→ OBJECTIVE A: Write out the part of the service-call advice starting at "Before leaving the" and ending at "think about it).".

Now you can ask a call-appropriate question. “Are there any areas of the home that are too warm” might be asked in a Colonial, for example, which are prone to this type of problem. “Do you have any comfort issues,” is a more generic question; “it’s kind of broad, but it gets the customer thinking about it.”

Ask the client to show you to the system. “You get them involved a little bit more. I learned to invite them and get them involved,” Knaak said.

“A customer who is involved is a much better customer. They have a stronger appreciation of the knowledge of service that is needed for their equipment.”

“Sometimes technicians invite their customers to leave,” he said, “but you should invite customers to stay and observe. At times, you may need to ask a customer to step back for a few minutes so you can concentrate on something more involved, like wiring. They will appreciate that.”

If a customer doesn’t want to stick around, give them updates to keep them involved in the process. “It’s a good opportunity to offer a maintenance agreement, discuss your findings, and discuss other possible services. It could tie it back to what they told you at first about comfort issues.”


Fill out the service sticker. In addition to keeping your information handy for the current homeowners, it can be helpful in the home’s resale, keeping your continued service at that residence.

Apply any tags or markers that might be required.

Cycle the equipment at the thermostat. “When our technician goes in that home, he turns the system on at the thermostat. When it’s done, we make sure it cycles off properly.”

Ask what to do with used parts. Give them the option to keep them or have you dispose of them.

Before leaving the house, review features, benefits, and what you did. This tells customers that “By having this done, I am saving money, helping the environment, protecting my family, etc.”

Check with the client again about the maintenance agreement, and ask again about comfort issues (now that they’ve had time to think about it).

Fill out paperwork so that if someone else were to see it, they would understand what was done. “It is very, very important for the customer to have a legible service ticket,” said Knaak.

“They want to know what they paid for. If they can’t, there is a level of frustration or anxiety. They want to know your recommendations for the future, and to know what was done.”

Collect for the job right then and there.

Finally, “Make sure you thank the client for their business. Maybe write something on their paperwork, personalize it a little bit. Ask if a friend or relative could use your services. It may not happen then or there, but something might come up later and they can refer you.”

Ask them if they have any questions, whether there was anything they didn’t understand or were unsure of. “You never know what will come out of it. Be prepared and make sure you follow up.”

Clean up everything you leave, but leave the pen. “If you did some repairs, make sure all those little pieces get picked up and taken out with you.”

If you accidentally break something, let the customer know. “Don’t try to cover it up.”

If you’re doing a repair, quote the price before the repair is made and have the customer sign and initial it before the repair is made. This protects your business as well as making sure the customer is aware of what the work entails.

→ GIVEN RECORDS:
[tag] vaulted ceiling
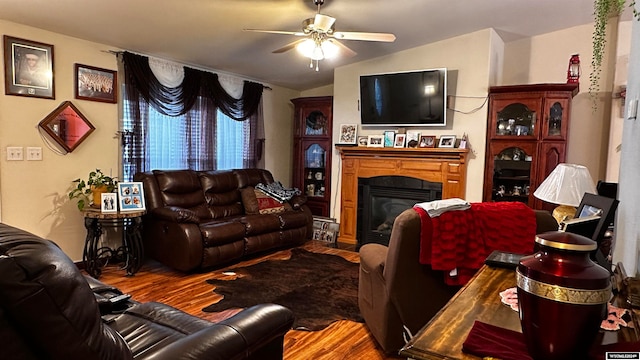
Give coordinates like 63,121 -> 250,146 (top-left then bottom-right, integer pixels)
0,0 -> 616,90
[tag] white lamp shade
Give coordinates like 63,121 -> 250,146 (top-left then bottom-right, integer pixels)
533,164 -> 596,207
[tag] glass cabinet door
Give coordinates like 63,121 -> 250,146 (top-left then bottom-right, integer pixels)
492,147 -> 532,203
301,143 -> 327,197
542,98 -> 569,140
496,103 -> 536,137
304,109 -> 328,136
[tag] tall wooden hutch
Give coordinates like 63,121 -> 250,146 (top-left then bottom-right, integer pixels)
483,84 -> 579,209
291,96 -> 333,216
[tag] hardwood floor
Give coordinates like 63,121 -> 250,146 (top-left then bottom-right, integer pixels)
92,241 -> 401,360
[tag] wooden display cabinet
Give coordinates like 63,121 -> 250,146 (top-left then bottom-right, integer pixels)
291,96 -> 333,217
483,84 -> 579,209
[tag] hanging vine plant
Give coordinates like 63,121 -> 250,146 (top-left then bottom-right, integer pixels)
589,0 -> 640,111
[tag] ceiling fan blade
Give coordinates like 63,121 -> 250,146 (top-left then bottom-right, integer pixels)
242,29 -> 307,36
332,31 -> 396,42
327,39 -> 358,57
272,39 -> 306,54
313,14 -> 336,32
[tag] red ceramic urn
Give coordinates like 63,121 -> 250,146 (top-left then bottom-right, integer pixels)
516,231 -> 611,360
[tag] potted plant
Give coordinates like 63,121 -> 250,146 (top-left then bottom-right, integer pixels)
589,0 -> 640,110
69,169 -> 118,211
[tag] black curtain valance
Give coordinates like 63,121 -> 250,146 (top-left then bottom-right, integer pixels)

→ OBJECTIVE B: In the rows, change "lamp shade" to "lampshade" in the lines starting at the line containing "[tag] white lamp shade" and ending at the line containing "533,164 -> 596,207", keeping everything else the same. Give only those lines.

→ RIGHT ANSWER A:
Before leaving the house, review features, benefits, and what you did. This tells customers that “By having this done, I am saving money, helping the environment, protecting my family, etc.”

Check with the client again about the maintenance agreement, and ask again about comfort issues (now that they’ve had time to think about it).

→ RIGHT ANSWER B:
[tag] white lampshade
Give coordinates like 63,121 -> 250,146 (top-left then bottom-right, integer pixels)
533,164 -> 596,207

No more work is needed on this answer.